** Dataset entries **
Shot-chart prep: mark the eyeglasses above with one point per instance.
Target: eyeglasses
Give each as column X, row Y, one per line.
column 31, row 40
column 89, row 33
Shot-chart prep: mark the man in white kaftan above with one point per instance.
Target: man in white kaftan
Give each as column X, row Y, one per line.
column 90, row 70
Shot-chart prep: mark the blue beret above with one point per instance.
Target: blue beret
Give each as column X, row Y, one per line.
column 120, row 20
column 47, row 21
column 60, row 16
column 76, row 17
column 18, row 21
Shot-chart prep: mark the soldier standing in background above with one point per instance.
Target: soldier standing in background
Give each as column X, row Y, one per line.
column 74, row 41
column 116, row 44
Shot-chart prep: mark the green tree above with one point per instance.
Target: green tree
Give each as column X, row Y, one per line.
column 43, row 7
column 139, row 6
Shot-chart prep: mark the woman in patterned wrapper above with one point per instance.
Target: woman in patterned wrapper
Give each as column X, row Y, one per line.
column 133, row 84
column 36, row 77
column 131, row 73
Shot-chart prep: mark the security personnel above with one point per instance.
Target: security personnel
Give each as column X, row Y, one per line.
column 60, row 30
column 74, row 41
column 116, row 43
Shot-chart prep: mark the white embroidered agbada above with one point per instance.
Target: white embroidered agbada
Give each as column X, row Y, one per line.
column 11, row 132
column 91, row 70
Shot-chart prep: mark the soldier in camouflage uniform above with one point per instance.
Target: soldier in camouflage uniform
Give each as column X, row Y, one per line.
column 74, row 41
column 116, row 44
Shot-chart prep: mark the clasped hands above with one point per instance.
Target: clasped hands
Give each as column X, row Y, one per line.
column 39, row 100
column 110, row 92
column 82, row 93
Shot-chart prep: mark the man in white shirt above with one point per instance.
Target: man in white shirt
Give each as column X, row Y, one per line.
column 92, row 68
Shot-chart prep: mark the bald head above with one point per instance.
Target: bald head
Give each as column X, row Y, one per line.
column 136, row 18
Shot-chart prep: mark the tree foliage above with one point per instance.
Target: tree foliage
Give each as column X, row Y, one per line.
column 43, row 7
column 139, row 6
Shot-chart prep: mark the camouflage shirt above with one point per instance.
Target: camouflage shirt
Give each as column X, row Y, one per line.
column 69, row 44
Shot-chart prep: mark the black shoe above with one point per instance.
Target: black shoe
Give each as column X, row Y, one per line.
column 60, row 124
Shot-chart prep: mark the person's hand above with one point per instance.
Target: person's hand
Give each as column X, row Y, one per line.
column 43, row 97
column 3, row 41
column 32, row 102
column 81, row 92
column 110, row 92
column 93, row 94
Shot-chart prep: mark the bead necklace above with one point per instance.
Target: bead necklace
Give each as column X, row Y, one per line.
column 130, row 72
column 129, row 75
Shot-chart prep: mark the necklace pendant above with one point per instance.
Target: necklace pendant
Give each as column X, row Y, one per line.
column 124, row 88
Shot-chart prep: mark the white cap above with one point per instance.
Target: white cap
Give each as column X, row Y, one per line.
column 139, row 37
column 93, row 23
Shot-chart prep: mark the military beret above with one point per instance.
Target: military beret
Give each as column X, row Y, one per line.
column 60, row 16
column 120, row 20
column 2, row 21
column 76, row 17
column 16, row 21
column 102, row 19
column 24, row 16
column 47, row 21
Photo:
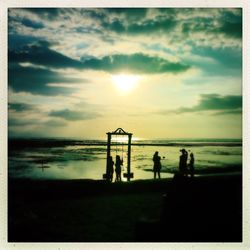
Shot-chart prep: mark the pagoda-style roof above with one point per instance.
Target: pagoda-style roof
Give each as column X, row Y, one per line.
column 119, row 131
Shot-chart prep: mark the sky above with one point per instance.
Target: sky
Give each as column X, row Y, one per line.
column 156, row 73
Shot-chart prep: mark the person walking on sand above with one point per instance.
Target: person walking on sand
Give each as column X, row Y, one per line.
column 191, row 165
column 118, row 168
column 183, row 162
column 157, row 165
column 110, row 169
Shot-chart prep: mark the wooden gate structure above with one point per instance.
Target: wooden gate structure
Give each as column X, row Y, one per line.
column 120, row 132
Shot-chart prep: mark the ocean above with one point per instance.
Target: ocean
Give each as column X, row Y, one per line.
column 86, row 159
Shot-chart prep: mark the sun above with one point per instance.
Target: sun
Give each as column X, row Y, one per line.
column 125, row 83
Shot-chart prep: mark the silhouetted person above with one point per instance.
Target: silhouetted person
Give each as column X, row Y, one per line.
column 118, row 168
column 110, row 169
column 191, row 165
column 183, row 162
column 157, row 165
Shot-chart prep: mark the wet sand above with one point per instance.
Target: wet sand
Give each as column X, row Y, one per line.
column 205, row 209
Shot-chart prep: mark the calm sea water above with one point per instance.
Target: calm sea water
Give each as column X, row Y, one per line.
column 74, row 159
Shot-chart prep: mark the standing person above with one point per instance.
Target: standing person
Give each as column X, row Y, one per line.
column 118, row 169
column 111, row 169
column 183, row 162
column 191, row 165
column 157, row 164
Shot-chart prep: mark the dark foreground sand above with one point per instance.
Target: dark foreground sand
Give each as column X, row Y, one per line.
column 205, row 209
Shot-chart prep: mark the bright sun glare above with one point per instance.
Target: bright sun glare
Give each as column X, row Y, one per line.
column 125, row 83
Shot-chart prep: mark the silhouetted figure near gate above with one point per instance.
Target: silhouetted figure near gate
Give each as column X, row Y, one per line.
column 157, row 165
column 191, row 165
column 110, row 169
column 118, row 168
column 183, row 162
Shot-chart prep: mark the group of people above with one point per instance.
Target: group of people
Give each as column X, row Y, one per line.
column 118, row 168
column 185, row 168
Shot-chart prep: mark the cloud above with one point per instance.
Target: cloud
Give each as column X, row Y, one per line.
column 136, row 63
column 42, row 55
column 215, row 102
column 20, row 107
column 36, row 80
column 71, row 115
column 55, row 123
column 32, row 24
column 50, row 14
column 149, row 26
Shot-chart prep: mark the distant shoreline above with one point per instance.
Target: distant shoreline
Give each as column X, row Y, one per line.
column 25, row 142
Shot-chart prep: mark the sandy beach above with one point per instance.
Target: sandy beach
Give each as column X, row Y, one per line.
column 205, row 209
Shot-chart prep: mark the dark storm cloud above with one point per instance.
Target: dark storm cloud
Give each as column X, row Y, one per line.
column 20, row 107
column 71, row 115
column 35, row 80
column 215, row 102
column 135, row 63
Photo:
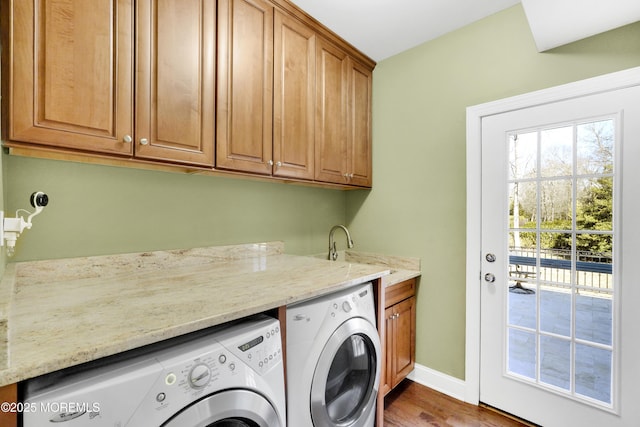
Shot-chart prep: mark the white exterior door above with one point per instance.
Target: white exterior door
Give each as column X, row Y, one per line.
column 559, row 241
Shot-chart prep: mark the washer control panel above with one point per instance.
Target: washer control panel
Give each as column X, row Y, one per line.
column 261, row 351
column 358, row 302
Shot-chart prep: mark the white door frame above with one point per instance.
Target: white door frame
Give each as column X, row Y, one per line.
column 608, row 82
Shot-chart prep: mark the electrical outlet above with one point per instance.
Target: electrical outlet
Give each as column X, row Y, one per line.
column 1, row 228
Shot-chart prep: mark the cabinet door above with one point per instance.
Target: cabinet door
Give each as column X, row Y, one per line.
column 245, row 86
column 175, row 88
column 331, row 113
column 71, row 68
column 359, row 125
column 294, row 98
column 404, row 325
column 386, row 379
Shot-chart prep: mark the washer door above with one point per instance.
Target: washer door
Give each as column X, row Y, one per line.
column 231, row 408
column 347, row 376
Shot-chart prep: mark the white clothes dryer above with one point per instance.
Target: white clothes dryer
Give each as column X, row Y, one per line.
column 229, row 376
column 333, row 360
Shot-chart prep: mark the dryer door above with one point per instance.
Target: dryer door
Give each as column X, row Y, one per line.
column 231, row 408
column 347, row 376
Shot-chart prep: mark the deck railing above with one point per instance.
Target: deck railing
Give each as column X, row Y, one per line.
column 593, row 271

** What you are asked to do **
Leave out the images and copy every record above exactly.

** Solved problem **
Shot-chart prep: mark the eyeglasses above with one point per instance.
Target: eyeglasses
Give each as column X, row Y, one per line.
column 31, row 40
column 89, row 33
Shot-chart prep: mark the man in white kaftan above with one point per instance.
Target: man in white kaftan
Give each as column X, row Y, one per line.
column 90, row 70
Shot-chart prep: mark the blue beret above with one point per instance.
Target: blue beret
Give each as column X, row Y, one per line.
column 120, row 20
column 47, row 21
column 60, row 16
column 76, row 17
column 18, row 21
Shot-chart prep: mark the soldier standing in background above with one point per instance.
Target: soldier standing in background
Give each as column X, row Y, one per line.
column 74, row 41
column 116, row 44
Shot-chart prep: mark the green tree above with one point per instance.
Target: green tree
Give each as column X, row Y, one per line.
column 43, row 7
column 139, row 6
Shot-chart prep: mark the woman in patterned wrapper above with one point per instance.
Target: woman in patterned wrapper
Give each as column X, row Y, one per line.
column 133, row 84
column 36, row 77
column 131, row 73
Shot-chart prep: mark the security personnel above with one point per instance.
Target: security personnel
Give each as column X, row Y, one per line.
column 60, row 30
column 74, row 41
column 116, row 43
Shot-chart prep: mark the white embroidered agbada above with one point per instance.
Target: white embroidered agbada
Give each as column X, row Y, one per line.
column 11, row 132
column 91, row 70
Shot-chart prep: mark the soldier in camouflage uniform above with one point per instance.
Target: soldier in camouflage uniform
Give each as column X, row Y, one per line.
column 74, row 41
column 116, row 44
Shot-chart prep: mark the clasped hands above with one point per instance.
Target: clasped hands
Give each as column X, row Y, one per line.
column 39, row 100
column 110, row 92
column 82, row 93
Shot-chart prep: mark the man in white shirt above with one point per instance.
Target: man in white shirt
Give each as column X, row Y, one per line.
column 92, row 68
Shot-chart prep: mark the bald head above with one point per instance.
Target: bald head
Give each as column X, row Y, one per line.
column 136, row 18
Shot-chart prep: mark the tree foliage above with one point per instance.
Target: tree foliage
Give each as column X, row Y, one per line.
column 43, row 7
column 139, row 6
Shot-chart prep: mark the camouflage shirt above with one point per instance.
Target: camouflage shirt
Give each as column X, row Y, one per line.
column 69, row 44
Shot-chart prep: mark the black shoe above with one point per instance.
Target: black shoe
Give each as column X, row Y, one per line.
column 60, row 124
Shot-chart prep: mark the person's hand above with one point per instance.
Target: person's hand
Give each as column X, row Y, one per line.
column 43, row 97
column 3, row 41
column 32, row 102
column 81, row 92
column 110, row 92
column 93, row 94
Shot-chart prep: mark the bead necklace above with one point per instance.
Target: bead necklace
Give each as column X, row Y, one per line.
column 130, row 72
column 129, row 75
Shot-chart prep: mark the necklace pendant above with one point per instance.
Target: necklace pendant
Give each as column X, row Y, one per line.
column 124, row 88
Shot-chart prep: mark the white cap above with one point per instance.
Target: white cap
Give each as column X, row Y, one per line.
column 139, row 37
column 93, row 23
Shot-chart prep: mark the military beret above with one point per instance.
Target: military beret
Give each as column X, row Y, one per line.
column 60, row 16
column 120, row 20
column 2, row 21
column 76, row 17
column 16, row 21
column 102, row 19
column 24, row 16
column 47, row 21
Photo:
Shot-chart prep: mark the pagoda-style roof above with one point per instance.
Target: pagoda-style roof
Give each as column X, row Y, one per line.
column 119, row 131
Shot-chart prep: mark the sky above with one point per instance.
Target: sky
Give each as column X, row Y, one per line.
column 156, row 73
Shot-chart prep: mark the person walking on sand above with one point per instance.
Target: person walking on sand
Give each as column X, row Y, one per line.
column 191, row 165
column 118, row 168
column 183, row 162
column 157, row 165
column 110, row 169
Shot-chart prep: mark the wooden gate structure above with one point per instance.
Target: wooden gate structure
Give each as column X, row Y, one per line.
column 120, row 132
Shot-chart prep: mark the ocean above with one point per instance.
Target: ocean
Give each as column X, row Y, one per line.
column 86, row 159
Shot-chart prep: mark the sun above with one point per instance.
Target: sun
Give each as column X, row Y, one per line.
column 125, row 83
Shot-chart prep: mark the silhouetted person above with one point per instance.
Target: silhouetted person
Give each as column X, row Y, one per line.
column 118, row 168
column 110, row 169
column 191, row 165
column 183, row 162
column 157, row 165
Shot-chart prep: mark the wet sand above with one point per instance.
Target: wet sand
Give each as column X, row Y, one per line.
column 205, row 209
Shot-chart prep: mark the calm sea water above with one point per instance.
Target: calm sea water
Give each as column X, row Y, one per line.
column 74, row 159
Shot-chart prep: mark the standing person above with one point per instance.
Target: standing person
Give each as column X, row Y, one per line.
column 118, row 169
column 111, row 169
column 183, row 162
column 191, row 165
column 157, row 164
Shot-chart prep: mark the dark foreground sand above with one point per instance.
Target: dark foreground sand
Give each as column X, row Y, one per line.
column 205, row 209
Shot-chart prep: mark the bright sun glare above with one point per instance.
Target: bright sun glare
Give each as column X, row Y, one per line.
column 125, row 83
Shot-chart prep: mark the silhouetted figure near gate above with one point per instance.
Target: silhouetted figure near gate
Give each as column X, row Y, one per line.
column 157, row 165
column 191, row 165
column 110, row 169
column 118, row 168
column 183, row 162
Shot-chart prep: mark the group of people above with one point per instance.
Target: group of people
Give each as column X, row Y, one per line.
column 118, row 168
column 185, row 168
Shot-chart prep: mark the cloud above with one point per instance.
Target: cloud
Give each as column X, row Y, one per line.
column 136, row 63
column 42, row 55
column 215, row 102
column 20, row 107
column 36, row 80
column 71, row 115
column 55, row 123
column 32, row 24
column 50, row 14
column 149, row 26
Shot-chart prep: mark the distant shoreline above with one point per instance.
Target: distant shoreline
Give each as column X, row Y, one per line.
column 25, row 142
Shot-chart prep: mark the sandy beach above with one point per instance.
Target: sandy beach
Give each as column X, row Y, one per line.
column 205, row 209
Shot-chart prep: mark the dark storm cloud above with one point per instance.
Target: dark storm cloud
Give each as column X, row Y, one per line.
column 20, row 107
column 71, row 115
column 35, row 80
column 215, row 102
column 135, row 63
Photo:
Shot-chart prep: mark the white exterior door above with one point per instance.
Target: white exterior door
Give each as column X, row Y, one per line.
column 559, row 241
Shot-chart prep: mark the washer control panel above with one point per instance.
Target: washer control panel
Give each as column X, row Y, one per line.
column 261, row 351
column 358, row 302
Shot-chart prep: mark the white door frame above with one point per instance.
Target: white door frame
Give each as column X, row Y, one per line.
column 608, row 82
Shot-chart prep: mark the electrical outlet above with one point per instance.
Target: electrical outlet
Give each as column X, row Y, one per line.
column 1, row 228
Shot-chart prep: mark the cabinet door above with one point per instance.
Target: cabinet door
Give each as column X, row Y, one per line.
column 245, row 86
column 175, row 88
column 331, row 113
column 71, row 68
column 359, row 125
column 294, row 98
column 404, row 325
column 386, row 379
Shot-chart prep: mark the washer door above with one point per instance.
Target: washer door
Give each as column X, row Y, one per line.
column 231, row 408
column 347, row 376
Shot-chart prep: mark the white clothes dryer above with one point per instance.
Target: white clothes dryer
Give each as column X, row Y, one per line.
column 229, row 376
column 333, row 360
Shot-chart prep: mark the dryer door above with one point per instance.
Target: dryer door
Give each as column X, row Y, one per line.
column 231, row 408
column 347, row 376
Shot-chart prep: mark the deck railing above with one point per instance.
Target: deck railing
Give each as column X, row Y, one per line.
column 593, row 271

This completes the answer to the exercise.